(Prompt 1):
Copy the rows from the line that contains "target | person in green shirt" through the line that contains "column 98, row 135", including both of those lines.

— Begin Excerpted text —

Over the past year, I’ve changed my tune a little, and not just on wearing makeup. I still think “pretty” is not some rule girls have to follow, but I’m not conflicted on if I want it or not. I think it’s good to feel pretty. I enjoy feeling pretty. I do think each girl should do whatever she wants in order to feel pretty. That’s my new line. Don’t wear shit for your boyfriend, coworkers, or men on the street, wear it for you. Don’t be embarrassed to want to look nice and take selfies. Selfies aren’t bad either. I have a fairly large backlog that I’ve taken on good days but kept hidden in snapchat memories out of pure embarrassment. Some have filters, some have makeup, some have no makeup; I’m finding more and more that I can feel good on any kind of day if I’m gentler with myself. I’ve started to document those good days and I’d like to share them now, for I am no longer embarrassed. A slam poem called “Ode to the Selfie” removed this doubt. I don’t feel bad anymore for feeling pretty or trying to feel pretty or wearing makeup or not wearing it because of the way celebrating pretty is presented in this poem.
You can find it here and I urge you to listen every day. à https://www.youtube.com/watch?v=N-MQxVtn2fU
My favorite lines are, “Today your freckles were sprinkles on ice cream” and “Today you took a selfie from above because maybe that’s how God sees you.” The overall message of loving yourself in a world that is constantly telling you not to is what gives me chills though. There doesn’t have to be this back and forth or this in between on beauty. I still think ugly photos are hilarious. I’ll try to save them for hilarious times though. I’ll try to appreciate my beauty every day and enhance it when I feel like it. I’ll try not to rely on eyeliner to give me confidence. I’ll use it when I’m feeling like it and not feel bad about it. Bottom line – make yourself happy. If you’re too lazy to put on makeup because you like how you look without it, don’t let anyone make you feel like you need it. Likewise, if you feel better with makeup, don’t let anyone make you feel like you’re trying too hard or bowing down to society by doing so.

— End Excerpted text —
— Begin Dataset extract —

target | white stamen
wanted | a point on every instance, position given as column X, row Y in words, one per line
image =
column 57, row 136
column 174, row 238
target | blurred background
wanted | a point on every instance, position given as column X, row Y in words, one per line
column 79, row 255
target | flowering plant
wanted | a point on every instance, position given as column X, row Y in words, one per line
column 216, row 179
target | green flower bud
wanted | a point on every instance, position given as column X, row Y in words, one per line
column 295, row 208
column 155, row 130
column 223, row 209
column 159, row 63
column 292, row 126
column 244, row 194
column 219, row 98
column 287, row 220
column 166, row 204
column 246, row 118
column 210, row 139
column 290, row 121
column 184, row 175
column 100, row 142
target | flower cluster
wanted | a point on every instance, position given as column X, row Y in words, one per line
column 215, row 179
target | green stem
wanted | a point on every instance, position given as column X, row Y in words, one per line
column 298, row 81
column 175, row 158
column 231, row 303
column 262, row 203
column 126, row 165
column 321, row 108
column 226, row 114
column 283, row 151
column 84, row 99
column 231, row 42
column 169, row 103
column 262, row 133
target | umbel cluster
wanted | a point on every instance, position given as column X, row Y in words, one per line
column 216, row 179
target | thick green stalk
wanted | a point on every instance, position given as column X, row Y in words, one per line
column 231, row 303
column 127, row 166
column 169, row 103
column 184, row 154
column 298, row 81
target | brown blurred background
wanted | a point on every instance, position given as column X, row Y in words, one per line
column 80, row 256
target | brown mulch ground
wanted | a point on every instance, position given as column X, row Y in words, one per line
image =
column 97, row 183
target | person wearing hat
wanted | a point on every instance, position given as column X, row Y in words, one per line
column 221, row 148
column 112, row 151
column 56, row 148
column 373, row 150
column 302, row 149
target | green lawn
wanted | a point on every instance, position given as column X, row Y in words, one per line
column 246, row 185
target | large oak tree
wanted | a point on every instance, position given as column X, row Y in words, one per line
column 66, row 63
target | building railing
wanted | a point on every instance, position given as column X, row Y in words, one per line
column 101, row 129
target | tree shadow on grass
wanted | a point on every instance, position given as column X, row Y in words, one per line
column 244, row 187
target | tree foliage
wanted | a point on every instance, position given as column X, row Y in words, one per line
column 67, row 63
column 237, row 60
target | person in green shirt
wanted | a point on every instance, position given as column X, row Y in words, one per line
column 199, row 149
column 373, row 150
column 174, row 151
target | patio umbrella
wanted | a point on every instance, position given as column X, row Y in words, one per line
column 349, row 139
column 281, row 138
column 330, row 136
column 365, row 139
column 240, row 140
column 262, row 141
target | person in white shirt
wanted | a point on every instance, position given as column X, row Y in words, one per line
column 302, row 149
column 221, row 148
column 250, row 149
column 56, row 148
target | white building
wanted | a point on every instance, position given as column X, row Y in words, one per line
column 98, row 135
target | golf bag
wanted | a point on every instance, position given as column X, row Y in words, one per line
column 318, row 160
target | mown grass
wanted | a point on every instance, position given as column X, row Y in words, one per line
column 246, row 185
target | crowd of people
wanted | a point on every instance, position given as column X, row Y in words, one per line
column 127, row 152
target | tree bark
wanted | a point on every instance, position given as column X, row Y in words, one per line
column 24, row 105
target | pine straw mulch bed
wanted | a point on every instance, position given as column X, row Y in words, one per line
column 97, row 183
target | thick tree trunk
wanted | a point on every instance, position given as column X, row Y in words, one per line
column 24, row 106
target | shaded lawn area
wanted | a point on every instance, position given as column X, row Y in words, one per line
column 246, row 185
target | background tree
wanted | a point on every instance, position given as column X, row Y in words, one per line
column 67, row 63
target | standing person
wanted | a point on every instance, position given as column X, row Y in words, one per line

— End Dataset extract —

(Prompt 2):
Turn the paragraph that begins "My favorite lines are" in the piece on makeup and selfies into a brief bulleted list that keeps its main facts.

(Exercise solution 1):
target | person in green shirt
wanted | a point on every instance, position given as column X, row Y in words, one per line
column 199, row 149
column 373, row 150
column 174, row 151
target | patio umbrella
wanted | a point on every instance, position given as column X, row Y in words, one per line
column 349, row 139
column 281, row 138
column 330, row 136
column 365, row 139
column 240, row 140
column 262, row 141
target | person in white shirt
wanted | a point on every instance, position given as column X, row Y in words, one per line
column 302, row 149
column 221, row 148
column 250, row 149
column 56, row 148
target | white building
wanted | a point on every instance, position given as column X, row Y in words, one per line
column 98, row 135

(Exercise solution 2):
- Favorite lines from the poem: "Today your freckles were sprinkles on ice cream" and "Today you took a selfie from above because maybe that's how God sees you."
- What gives chills is the poem's message of loving yourself in a world that constantly says not to.
- Beauty doesn't have to be a back and forth or an in between.
- Ugly photos are still hilarious, but they'll be saved for hilarious times.
- Goals: appreciate one's beauty every day, enhance it when desired, and not rely on eyeliner for confidence, using it only when wanted and without guilt.
- Bottom line: make yourself happy. Skip makeup if you like how you look without it, and wear it if it makes you feel better. Don't let anyone make you feel bad about either choice.